• Consignes:
a) Répondez aux questions suivantes à partir du témoignage sur la signature effacée au Canard.
(i) Depuis combien d'années la narratrice travaille-t-elle pour ce journal ?
(ii) Combien de journalistes femmes le Canard comptait-il lorsqu'elle est arrivée ?
(iii) De quel mode de rémunération a-t-elle dû se contenter ?
b) Dans le témoignage sur la signature effacée au Canard, réécrivez tout ce qui va de "Durant ces années" jusqu'à "Le cynisme absolu." en échangeant "romans" contre "nouvelles".
c) Poursuivez le témoignage sur la signature effacée au Canard à partir de sa dernière phrase.

╭─ Texte

Ce n'est pas de gaité de coeur, évidemment. Je travaille pour ce journal depuis 30 ans. Dès mes premiers articles, la direction exigea que ma signature disparaisse. Au motif que je vivais avec celui qui en était alors rédacteur en chef (le sexisme ne date pas d'hier). Même un pseudo n'était pas tolérable.

Pas même des initiales au bas de mes articles. À l'époque, il n'y avait qu'une journaliste femme au Canard, et elle n'y est pas restée. Je fus la deuxième. Le prix à payer fut de devenir invisible.

Durant ces années de dupe, j'ai pu signer des livres, des essais politiques et des romans. Mais pas mes articles. Et j'ai dû me contenter de piges aux montants variables, dépouillés des avantages salariaux. Ordre du directeur. Je me consolais en pensant qu'au fond, l'important était que mes infos paraissent… Et puis, ce grand mot, dédaigneux, sarcastique, lâché par une grande gueule avec de grandes dents : "Après tout, tu es libre. Va ailleurs si tu n'es pas contente". Le cynisme absolu.

╰─
╭─ Liste des données

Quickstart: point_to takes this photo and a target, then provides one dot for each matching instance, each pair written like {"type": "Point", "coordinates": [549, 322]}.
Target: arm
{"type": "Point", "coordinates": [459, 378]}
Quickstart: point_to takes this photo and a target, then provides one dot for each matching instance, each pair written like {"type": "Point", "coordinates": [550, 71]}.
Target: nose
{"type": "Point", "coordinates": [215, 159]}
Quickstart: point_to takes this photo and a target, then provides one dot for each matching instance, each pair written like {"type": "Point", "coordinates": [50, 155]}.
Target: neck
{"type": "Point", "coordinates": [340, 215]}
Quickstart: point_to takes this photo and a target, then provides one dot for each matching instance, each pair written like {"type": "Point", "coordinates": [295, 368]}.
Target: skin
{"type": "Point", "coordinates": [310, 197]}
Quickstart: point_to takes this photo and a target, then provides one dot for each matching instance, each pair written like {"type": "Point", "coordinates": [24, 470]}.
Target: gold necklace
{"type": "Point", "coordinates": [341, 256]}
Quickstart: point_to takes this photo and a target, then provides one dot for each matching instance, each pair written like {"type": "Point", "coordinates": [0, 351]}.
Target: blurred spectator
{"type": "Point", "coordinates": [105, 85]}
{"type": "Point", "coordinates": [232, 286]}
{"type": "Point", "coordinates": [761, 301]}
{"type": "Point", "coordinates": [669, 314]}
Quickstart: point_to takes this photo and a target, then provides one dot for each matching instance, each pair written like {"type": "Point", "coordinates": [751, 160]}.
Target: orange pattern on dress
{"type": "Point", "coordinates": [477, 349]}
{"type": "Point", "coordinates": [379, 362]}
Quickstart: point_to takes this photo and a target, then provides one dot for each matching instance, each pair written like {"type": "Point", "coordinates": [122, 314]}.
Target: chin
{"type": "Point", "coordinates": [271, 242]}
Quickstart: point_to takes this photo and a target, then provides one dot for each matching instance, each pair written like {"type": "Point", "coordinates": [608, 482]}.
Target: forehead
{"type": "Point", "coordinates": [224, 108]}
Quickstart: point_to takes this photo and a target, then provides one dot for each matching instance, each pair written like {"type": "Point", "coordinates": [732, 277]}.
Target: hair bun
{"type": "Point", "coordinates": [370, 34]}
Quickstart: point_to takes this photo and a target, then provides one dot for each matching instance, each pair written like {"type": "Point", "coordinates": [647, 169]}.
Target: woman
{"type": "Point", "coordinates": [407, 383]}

╰─

• Réponses:
a)
(i) Depuis 30 ans.
(ii) Une seule, et elle n'y est pas restée.
(iii) De piges aux montants variables, dépouillées des avantages salariaux.

b)
Durant ces années de dupe, j'ai pu signer des livres, des essais politiques et des nouvelles. Mais pas mes articles. Et j'ai dû me contenter de piges aux montants variables, dépouillés des avantages salariaux. Ordre du directeur. Je me consolais en pensant qu'au fond, l'important était que mes infos paraissent… Et puis, ce grand mot, dédaigneux, sarcastique, lâché par une grande gueule avec de grandes dents : "Après tout, tu es libre. Va ailleurs si tu n'es pas contente". Le cynisme absolu.

c)
Lorsque j'ai demandé qu'on régularise ma situation au journal, on me l'a refusé tout net. Cette fois, on m'a reproché mon soutien à Christophe Nobili, le journaliste qui a révélé l'existence d'un emploi fictif au sein de la rédaction. Et lorsque j'ai demandé, à nouveau, de pouvoir signer mon travail, on me l'a encore refusé. Chaque semaine, parait donc dans Le Canard un article sur la politique étrangère ou la défense, dont personne ne connait l'auteur. L'auteur, c'est moi : la femme invisible !

Il s'en passe de drôles au Canard. Et je ne parle pas du procès en Correctionnelle qui vient d'être renvoyé à l'été. Je parle de la façon dont fonctionne ce journal. Suis-je la seule à être maltraitée par ce grand journal humaniste ? Non, il y en a d'autres.

Des journalistes payés moins que le Smic et qui, non sans talent, écrivent chaque semaine ; des pigistes maintenus dans la précarité et dont parfois on s'attribue les infos ; des dessinateurs que l'on méprise et qu'on rechigne à payer... Pourtant, Le Canard est riche : 137 millions d'euros en banque !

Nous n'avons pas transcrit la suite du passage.